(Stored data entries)
-*-*-

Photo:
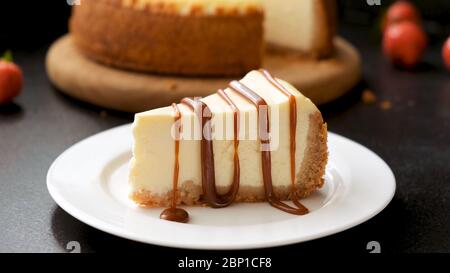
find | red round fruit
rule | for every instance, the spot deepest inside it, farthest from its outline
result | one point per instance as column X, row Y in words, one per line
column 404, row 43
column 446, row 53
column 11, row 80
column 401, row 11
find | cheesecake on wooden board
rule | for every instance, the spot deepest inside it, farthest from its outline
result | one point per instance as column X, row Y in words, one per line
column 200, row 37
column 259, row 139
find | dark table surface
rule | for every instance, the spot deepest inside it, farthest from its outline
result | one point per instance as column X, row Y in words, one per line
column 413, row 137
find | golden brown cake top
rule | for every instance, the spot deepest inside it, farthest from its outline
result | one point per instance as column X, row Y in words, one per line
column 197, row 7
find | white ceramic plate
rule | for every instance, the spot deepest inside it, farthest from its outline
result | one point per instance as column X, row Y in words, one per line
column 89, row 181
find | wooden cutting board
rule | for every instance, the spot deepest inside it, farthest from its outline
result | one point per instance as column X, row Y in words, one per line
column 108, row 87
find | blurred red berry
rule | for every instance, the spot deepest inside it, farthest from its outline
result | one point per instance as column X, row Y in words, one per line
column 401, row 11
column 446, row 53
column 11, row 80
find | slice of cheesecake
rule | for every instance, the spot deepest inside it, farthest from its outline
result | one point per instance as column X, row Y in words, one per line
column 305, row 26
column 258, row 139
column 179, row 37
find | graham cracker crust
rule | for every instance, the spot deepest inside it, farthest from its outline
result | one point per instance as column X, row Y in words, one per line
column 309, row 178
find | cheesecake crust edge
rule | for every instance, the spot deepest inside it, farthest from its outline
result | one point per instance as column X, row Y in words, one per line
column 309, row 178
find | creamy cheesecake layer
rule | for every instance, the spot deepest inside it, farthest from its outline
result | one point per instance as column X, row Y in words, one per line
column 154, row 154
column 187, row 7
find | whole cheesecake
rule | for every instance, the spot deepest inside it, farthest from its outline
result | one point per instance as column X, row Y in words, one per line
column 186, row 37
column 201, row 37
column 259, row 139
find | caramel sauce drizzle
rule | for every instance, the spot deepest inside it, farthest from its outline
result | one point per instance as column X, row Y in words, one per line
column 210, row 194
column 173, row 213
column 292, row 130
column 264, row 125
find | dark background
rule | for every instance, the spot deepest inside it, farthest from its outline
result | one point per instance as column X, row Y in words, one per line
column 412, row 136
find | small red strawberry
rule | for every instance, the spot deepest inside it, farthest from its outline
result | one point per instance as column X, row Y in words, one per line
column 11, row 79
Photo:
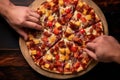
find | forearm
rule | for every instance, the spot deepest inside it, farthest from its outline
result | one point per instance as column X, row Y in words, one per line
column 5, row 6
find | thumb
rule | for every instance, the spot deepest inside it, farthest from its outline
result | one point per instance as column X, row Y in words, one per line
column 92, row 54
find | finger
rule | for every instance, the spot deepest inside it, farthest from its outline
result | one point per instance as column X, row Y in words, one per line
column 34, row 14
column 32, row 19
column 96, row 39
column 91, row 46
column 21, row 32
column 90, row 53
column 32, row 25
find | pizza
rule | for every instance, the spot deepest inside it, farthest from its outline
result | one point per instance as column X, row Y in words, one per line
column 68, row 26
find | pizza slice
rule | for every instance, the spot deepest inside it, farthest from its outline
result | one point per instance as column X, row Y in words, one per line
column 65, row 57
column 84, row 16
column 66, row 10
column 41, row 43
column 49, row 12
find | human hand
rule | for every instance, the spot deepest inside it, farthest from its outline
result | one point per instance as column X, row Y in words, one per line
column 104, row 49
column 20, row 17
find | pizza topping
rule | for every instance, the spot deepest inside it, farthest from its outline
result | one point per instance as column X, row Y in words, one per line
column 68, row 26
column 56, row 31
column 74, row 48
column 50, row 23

-*-*-

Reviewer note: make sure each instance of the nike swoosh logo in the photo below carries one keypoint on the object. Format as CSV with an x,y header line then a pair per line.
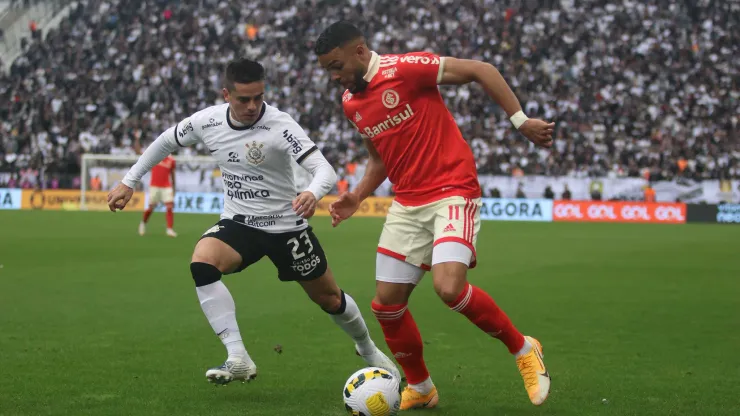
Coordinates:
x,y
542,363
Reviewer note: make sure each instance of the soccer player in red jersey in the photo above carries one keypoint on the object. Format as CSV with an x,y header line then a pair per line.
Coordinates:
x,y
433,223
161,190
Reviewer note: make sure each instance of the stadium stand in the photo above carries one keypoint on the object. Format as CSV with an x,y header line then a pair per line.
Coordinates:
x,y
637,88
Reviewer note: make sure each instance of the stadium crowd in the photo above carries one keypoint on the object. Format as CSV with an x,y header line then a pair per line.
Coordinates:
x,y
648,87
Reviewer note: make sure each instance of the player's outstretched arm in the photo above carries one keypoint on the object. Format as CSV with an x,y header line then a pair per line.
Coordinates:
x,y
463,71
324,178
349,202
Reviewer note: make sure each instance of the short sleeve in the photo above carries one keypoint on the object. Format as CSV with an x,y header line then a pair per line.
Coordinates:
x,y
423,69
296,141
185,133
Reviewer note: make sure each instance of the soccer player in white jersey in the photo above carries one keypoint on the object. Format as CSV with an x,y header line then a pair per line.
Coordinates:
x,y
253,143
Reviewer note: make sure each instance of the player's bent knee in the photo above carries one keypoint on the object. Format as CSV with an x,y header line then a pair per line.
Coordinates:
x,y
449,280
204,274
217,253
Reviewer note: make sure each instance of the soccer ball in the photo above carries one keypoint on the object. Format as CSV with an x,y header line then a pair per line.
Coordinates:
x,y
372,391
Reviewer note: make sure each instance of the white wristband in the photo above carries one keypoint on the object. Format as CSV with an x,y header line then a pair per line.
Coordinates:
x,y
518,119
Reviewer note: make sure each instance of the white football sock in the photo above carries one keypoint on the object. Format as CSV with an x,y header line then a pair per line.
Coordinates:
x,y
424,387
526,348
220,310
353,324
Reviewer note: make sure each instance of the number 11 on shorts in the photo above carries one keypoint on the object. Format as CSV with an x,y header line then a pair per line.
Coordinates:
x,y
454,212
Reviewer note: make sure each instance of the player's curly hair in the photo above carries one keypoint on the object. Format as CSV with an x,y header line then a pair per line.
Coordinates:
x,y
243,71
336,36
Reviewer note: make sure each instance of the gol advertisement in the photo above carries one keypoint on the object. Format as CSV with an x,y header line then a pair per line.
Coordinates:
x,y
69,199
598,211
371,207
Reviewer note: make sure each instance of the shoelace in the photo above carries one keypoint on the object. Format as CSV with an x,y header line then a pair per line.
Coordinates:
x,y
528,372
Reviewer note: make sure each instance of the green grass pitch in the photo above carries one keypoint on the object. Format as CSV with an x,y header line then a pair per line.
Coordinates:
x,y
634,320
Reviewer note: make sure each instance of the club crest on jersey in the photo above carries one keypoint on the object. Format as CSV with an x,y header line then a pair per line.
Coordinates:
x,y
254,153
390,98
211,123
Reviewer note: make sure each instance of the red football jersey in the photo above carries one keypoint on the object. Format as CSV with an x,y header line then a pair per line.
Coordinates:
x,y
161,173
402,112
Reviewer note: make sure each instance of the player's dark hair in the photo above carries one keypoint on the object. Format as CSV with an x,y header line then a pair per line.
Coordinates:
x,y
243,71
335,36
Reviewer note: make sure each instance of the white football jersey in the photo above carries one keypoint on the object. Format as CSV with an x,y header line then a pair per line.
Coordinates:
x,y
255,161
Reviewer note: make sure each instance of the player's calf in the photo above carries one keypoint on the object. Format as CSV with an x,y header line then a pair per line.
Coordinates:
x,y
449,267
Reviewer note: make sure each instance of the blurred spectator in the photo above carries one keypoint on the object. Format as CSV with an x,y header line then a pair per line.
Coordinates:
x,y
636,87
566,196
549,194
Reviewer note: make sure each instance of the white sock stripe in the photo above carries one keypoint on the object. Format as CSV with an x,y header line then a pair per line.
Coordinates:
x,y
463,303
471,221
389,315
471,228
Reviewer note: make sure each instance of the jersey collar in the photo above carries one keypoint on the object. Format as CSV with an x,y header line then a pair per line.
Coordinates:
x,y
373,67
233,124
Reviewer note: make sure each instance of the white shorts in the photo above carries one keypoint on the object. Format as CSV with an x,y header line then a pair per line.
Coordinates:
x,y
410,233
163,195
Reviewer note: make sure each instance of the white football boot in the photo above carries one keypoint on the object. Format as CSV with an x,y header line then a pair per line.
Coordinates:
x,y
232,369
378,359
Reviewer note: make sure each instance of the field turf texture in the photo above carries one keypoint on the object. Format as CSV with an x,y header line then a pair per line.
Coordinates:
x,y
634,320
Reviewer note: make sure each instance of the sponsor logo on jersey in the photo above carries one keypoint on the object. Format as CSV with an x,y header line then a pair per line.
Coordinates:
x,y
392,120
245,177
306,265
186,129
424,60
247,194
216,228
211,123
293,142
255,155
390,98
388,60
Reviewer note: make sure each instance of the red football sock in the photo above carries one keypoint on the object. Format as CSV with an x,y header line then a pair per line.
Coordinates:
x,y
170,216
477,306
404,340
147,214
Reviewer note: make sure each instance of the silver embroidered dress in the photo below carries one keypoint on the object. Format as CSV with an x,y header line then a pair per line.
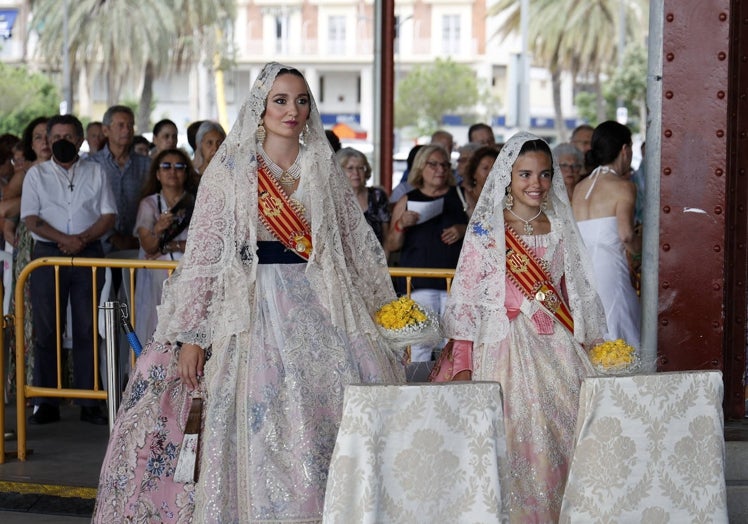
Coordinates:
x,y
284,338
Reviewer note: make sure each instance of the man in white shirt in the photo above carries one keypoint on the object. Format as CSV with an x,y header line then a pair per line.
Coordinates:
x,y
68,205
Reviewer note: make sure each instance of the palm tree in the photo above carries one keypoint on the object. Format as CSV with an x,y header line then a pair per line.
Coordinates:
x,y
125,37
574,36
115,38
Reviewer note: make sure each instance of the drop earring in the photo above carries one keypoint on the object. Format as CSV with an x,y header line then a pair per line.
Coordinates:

-*-*-

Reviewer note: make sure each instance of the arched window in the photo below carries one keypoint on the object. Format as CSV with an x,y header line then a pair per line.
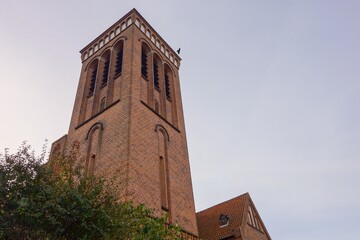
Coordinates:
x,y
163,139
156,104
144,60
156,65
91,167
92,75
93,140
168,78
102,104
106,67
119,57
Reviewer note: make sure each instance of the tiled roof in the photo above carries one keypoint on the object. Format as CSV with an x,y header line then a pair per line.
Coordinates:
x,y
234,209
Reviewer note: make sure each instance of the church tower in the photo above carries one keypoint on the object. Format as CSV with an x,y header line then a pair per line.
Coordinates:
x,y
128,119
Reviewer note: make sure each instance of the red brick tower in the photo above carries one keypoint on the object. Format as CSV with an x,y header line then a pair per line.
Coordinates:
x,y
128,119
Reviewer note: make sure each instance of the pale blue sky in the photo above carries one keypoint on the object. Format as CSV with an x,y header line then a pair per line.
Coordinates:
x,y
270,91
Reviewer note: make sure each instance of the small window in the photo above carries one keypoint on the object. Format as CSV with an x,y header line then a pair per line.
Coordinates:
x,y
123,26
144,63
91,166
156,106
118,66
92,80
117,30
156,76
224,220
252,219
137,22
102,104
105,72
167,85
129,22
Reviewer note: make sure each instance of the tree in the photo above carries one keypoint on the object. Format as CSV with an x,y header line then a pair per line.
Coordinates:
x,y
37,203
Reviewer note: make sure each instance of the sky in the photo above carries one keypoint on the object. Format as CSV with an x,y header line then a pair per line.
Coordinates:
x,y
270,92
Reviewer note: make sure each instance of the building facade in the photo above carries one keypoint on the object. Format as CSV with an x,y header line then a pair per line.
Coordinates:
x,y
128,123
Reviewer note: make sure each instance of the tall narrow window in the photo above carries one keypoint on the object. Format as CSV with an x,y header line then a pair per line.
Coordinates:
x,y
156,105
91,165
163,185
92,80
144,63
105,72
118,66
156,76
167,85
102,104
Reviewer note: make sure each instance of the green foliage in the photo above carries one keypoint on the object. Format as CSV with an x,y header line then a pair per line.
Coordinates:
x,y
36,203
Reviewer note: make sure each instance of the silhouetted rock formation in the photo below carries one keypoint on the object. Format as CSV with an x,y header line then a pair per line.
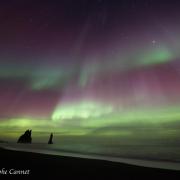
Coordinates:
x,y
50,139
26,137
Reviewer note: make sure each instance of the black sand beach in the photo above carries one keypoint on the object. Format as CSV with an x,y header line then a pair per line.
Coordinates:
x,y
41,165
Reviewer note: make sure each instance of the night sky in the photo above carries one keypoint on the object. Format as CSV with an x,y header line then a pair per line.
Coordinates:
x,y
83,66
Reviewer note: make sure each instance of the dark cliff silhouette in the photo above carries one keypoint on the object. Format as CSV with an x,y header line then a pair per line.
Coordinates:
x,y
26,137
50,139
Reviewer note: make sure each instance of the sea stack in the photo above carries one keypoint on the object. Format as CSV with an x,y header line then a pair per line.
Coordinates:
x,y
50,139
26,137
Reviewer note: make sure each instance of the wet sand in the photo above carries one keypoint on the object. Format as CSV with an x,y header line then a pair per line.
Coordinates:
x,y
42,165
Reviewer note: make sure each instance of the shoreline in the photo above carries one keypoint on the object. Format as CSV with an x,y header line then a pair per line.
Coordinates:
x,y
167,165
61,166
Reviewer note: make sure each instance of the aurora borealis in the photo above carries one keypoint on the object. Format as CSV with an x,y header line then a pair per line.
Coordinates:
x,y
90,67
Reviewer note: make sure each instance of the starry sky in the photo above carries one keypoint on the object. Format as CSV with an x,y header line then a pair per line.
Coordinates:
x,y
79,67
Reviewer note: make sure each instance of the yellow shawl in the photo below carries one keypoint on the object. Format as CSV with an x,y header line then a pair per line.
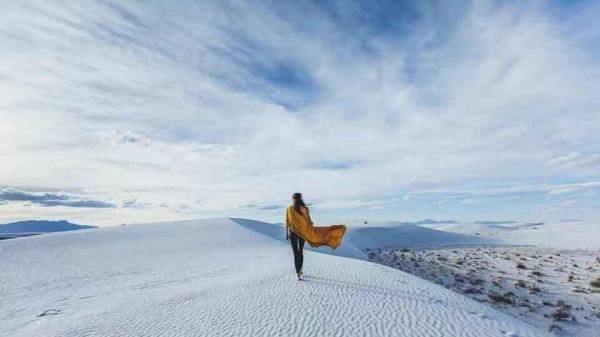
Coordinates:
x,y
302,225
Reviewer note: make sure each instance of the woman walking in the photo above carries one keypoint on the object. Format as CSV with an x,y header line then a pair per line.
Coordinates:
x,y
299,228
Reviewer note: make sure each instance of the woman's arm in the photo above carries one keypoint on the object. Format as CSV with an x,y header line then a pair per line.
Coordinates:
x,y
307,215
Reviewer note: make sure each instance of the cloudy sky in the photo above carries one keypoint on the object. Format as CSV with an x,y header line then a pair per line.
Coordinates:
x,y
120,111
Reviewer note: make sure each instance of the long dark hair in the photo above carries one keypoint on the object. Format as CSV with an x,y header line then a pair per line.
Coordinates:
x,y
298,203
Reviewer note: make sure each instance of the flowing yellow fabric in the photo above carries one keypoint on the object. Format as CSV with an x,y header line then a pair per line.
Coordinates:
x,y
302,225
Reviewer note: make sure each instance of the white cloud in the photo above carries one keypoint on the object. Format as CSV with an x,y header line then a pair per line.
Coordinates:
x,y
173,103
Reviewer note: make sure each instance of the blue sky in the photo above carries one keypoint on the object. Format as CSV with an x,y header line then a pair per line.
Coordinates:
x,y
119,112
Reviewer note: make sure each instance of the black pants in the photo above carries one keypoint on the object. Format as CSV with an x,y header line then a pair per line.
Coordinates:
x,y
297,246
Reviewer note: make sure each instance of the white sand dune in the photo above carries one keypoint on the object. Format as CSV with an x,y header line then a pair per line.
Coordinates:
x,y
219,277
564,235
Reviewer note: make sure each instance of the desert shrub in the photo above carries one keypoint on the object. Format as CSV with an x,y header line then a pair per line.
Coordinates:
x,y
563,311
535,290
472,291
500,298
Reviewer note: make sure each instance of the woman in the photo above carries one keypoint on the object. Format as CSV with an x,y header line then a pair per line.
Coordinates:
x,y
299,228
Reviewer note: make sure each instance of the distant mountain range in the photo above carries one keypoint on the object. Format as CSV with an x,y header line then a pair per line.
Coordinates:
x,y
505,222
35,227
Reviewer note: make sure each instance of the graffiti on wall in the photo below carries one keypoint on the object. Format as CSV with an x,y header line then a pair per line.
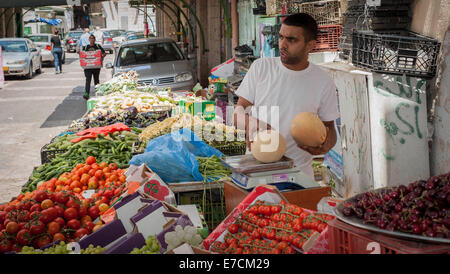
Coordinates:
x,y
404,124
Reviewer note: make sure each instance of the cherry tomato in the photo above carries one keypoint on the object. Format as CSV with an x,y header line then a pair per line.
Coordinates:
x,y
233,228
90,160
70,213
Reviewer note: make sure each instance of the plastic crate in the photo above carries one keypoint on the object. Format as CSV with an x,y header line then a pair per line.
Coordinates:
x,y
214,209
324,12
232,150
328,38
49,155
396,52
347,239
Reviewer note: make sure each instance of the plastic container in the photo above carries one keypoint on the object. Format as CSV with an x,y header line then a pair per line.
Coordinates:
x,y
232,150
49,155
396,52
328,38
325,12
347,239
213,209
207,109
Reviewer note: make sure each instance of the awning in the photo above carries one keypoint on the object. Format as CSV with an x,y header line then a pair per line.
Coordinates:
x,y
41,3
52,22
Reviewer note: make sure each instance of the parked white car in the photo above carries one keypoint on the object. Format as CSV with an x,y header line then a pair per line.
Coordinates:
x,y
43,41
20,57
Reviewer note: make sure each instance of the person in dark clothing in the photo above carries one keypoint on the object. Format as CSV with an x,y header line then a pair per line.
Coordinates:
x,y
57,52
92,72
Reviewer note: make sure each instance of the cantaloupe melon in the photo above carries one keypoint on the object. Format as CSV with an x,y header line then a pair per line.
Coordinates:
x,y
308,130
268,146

-*-*-

■ GOAL OF THE EXERCISE: What you return should be exactly the lines above, starting at the one with "Reviewer note: make sure each instance of the short" and ending at the one with "white football sock", and nothing else.

■ TASK RESULT:
Reviewer note: make sure each instance of the short sleeve in the photo above carries one keypoint on the object. Format as CSV with an x,y header line then a pair per line.
Coordinates:
x,y
423,69
296,141
185,133
Reviewer note: make sure each instance of the soccer player in white jersey in the photo above carries one keypoint on the object. Format as CSV with an x,y header line then a pair per line.
Coordinates:
x,y
253,143
Reviewer note: make sure each instance of the player's bent knee in the photo above carries one keypoint on the object. Format as CSV with an x,y header line then a pair per line.
Coordinates:
x,y
449,280
204,274
217,253
Reviewer note: make sure each instance of the soccer ball in the photo above carries one keypoint on the object. Format as CSV with an x,y header line then a pair per line.
Coordinates:
x,y
372,391
Reviewer note: make sure each instance of the white wristband in the photo above carries one keypoint on the object. Format as CSV with an x,y header line then a pair per line.
Coordinates:
x,y
518,119
Reviewer note: make sure each instance of the white football sock in the photo above carries one keypoint on the object. Format as CSV with an x,y header line then a pair per line.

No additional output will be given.